*PAGE TEXT:*
—————

Neither of the parties during their respective submissions, stated that the Appellant and the Corporate Debtor are related parties. If they were not related parties, then the lookout period is a period of one year preceeding the insolvency commencement date as per Section 43(4)(b) of the IBC. Therefore, considering that the CIRP commenced in November 2019, the payments released from April 1, 2018 to June 30, 2018, in any way would not get covered under the ambit of Section 43 of the IBC and hence only two payments amounting to INR 2.5 Crore and INR 2.04 Crore, respectively, could be treated as preferential payment from the total advance payment of INR 39.95 Crore.

Stating the provisions of the IBC, the NCLAT observed that it is abundantly clear that transfers made in the ordinary course of business or financial affairs of the Corporate Debtor shall not be covered under preferential transactions.

The NCLAT observed that the MOU entered into in the year 2017 was meant for the supply of goods in the form of gold coins/gold ornaments and the order of initiation of CIRP reflects that the Corporate Debtor was in regular business of buying and selling gold bars. Therefore, the transaction between the Appellant and the Corporate Debtor was ‘in the ordinary course of business’. Moreover, the parties not being related parties, only the transactions falling within a period of one year from initiation of CIRP could be covered under preferential transaction and not the entire advance amount.

—————

*STATED PROBLEM 1:*
In the records, set out the lines from the one containing "Running a dermatology lesion detector. Mark the red" through the one containing "[423,228,438,248]", inclusive, as a numbered list.

*DATA:*
—————

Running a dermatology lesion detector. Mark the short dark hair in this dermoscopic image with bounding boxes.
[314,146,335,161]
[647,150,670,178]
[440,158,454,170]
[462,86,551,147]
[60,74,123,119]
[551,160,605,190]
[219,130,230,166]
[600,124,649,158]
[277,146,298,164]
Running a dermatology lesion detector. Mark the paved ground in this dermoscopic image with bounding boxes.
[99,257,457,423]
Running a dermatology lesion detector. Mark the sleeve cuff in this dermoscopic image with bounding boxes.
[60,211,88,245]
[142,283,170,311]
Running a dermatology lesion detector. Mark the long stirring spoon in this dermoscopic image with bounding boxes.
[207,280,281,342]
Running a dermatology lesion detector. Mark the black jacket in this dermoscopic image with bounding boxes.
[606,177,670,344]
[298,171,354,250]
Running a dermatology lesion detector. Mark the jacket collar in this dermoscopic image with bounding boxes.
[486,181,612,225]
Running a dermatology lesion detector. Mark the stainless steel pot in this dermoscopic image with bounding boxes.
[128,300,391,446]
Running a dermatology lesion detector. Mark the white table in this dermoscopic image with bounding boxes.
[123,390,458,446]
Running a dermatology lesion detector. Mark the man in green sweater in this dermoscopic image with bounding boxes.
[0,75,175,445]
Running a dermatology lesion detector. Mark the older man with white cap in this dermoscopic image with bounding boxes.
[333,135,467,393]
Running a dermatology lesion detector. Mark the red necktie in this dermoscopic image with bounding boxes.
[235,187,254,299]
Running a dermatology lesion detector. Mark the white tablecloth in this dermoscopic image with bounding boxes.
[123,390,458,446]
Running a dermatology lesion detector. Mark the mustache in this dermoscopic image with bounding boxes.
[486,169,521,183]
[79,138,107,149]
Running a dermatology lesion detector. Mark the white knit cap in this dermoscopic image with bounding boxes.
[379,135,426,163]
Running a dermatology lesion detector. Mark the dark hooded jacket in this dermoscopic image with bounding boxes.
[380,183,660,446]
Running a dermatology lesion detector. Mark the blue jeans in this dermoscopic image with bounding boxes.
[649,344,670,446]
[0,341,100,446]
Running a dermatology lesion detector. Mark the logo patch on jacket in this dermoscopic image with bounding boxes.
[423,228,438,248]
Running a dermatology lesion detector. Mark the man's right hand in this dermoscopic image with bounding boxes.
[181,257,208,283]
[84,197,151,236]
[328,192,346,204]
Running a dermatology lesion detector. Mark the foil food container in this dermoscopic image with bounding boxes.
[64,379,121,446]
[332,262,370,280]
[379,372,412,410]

—————

*STATED PROBLEM 2:*
List every monetary amount in rupees that appears in the NCLAT passage.

*EXERCISE RESPONSE 1:*
1. Running a dermatology lesion detector. Mark the red necktie in this dermoscopic image with bounding boxes.
2. [235,187,254,299]
3. Running a dermatology lesion detector. Mark the white tablecloth in this dermoscopic image with bounding boxes.
4. [123,390,458,446]
5. Running a dermatology lesion detector. Mark the mustache in this dermoscopic image with bounding boxes.
6. [486,169,521,183]
7. [79,138,107,149]
8. Running a dermatology lesion detector. Mark the white knit cap in this dermoscopic image with bounding boxes.
9. [379,135,426,163]
10. Running a dermatology lesion detector. Mark the dark hooded jacket in this dermoscopic image with bounding boxes.
11. [380,183,660,446]
12. Running a dermatology lesion detector. Mark the blue jeans in this dermoscopic image with bounding boxes.
13. [649,344,670,446]
14. [0,341,100,446]
15. Running a dermatology lesion detector. Mark the logo patch on jacket in this dermoscopic image with bounding boxes.
16. [423,228,438,248]

*EXERCISE RESPONSE 2:*
- INR 2.5 Crore
- INR 2.04 Crore
- INR 39.95 Crore